Records supplied:
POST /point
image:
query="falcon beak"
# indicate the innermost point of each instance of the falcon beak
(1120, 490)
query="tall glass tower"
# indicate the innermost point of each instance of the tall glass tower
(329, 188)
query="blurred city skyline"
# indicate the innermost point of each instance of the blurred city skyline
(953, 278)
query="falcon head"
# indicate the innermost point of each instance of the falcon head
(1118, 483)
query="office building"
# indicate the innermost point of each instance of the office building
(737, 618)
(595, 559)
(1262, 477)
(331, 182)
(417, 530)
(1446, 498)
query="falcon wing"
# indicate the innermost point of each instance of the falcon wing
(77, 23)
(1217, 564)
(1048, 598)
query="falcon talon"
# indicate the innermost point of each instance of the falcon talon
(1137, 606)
* * *
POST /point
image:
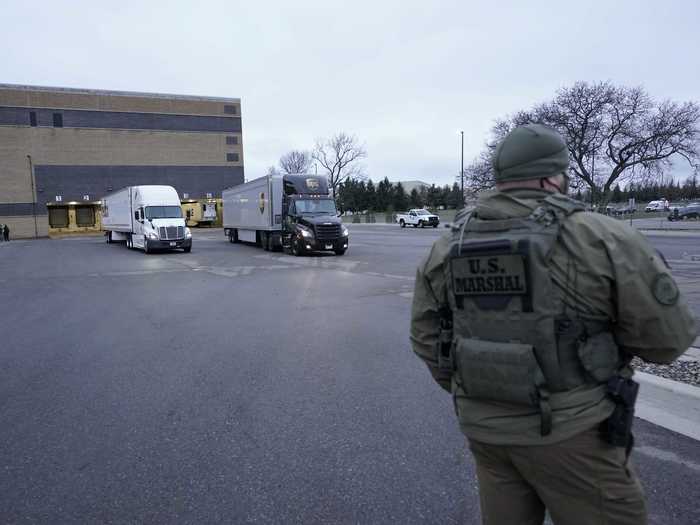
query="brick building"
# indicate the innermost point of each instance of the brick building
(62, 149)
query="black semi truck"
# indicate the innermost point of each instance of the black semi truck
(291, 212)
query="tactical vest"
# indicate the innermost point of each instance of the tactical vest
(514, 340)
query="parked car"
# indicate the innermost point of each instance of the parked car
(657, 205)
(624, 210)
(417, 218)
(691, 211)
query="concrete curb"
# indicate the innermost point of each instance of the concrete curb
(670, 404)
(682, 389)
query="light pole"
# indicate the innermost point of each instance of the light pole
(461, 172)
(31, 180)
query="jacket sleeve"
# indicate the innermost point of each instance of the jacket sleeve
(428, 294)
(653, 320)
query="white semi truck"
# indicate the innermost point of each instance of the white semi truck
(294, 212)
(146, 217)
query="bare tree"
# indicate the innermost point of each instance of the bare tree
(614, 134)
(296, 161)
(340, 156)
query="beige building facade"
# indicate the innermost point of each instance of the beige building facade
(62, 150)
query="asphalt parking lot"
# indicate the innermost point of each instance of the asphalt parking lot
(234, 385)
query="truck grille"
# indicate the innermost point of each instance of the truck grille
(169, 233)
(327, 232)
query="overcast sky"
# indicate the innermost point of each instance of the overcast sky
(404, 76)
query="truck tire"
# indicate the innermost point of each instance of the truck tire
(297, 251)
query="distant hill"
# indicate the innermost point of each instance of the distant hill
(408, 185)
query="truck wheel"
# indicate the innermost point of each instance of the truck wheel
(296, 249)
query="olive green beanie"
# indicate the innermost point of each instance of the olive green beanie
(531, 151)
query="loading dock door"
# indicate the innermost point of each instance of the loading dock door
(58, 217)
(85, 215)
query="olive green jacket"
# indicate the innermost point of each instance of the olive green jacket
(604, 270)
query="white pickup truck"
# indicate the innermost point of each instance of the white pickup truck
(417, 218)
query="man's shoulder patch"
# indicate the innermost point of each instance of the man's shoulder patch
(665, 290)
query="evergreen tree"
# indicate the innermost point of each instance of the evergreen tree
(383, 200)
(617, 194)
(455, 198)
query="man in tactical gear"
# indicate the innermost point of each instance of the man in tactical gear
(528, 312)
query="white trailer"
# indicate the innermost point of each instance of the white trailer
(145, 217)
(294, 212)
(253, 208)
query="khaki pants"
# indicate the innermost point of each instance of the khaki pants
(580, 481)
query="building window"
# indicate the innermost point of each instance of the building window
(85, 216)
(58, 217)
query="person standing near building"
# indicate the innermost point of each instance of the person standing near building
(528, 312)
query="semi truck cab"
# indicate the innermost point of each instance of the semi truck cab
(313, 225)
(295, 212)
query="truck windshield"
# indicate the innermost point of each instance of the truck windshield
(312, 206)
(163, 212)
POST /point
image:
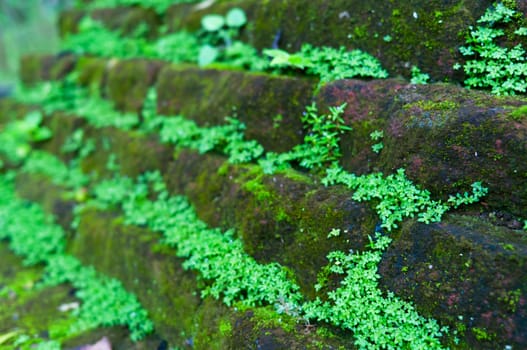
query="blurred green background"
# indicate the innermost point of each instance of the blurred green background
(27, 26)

Task goal: How many lines of the entries contain the word "khaki"? Reply with only the number.

Full output: 2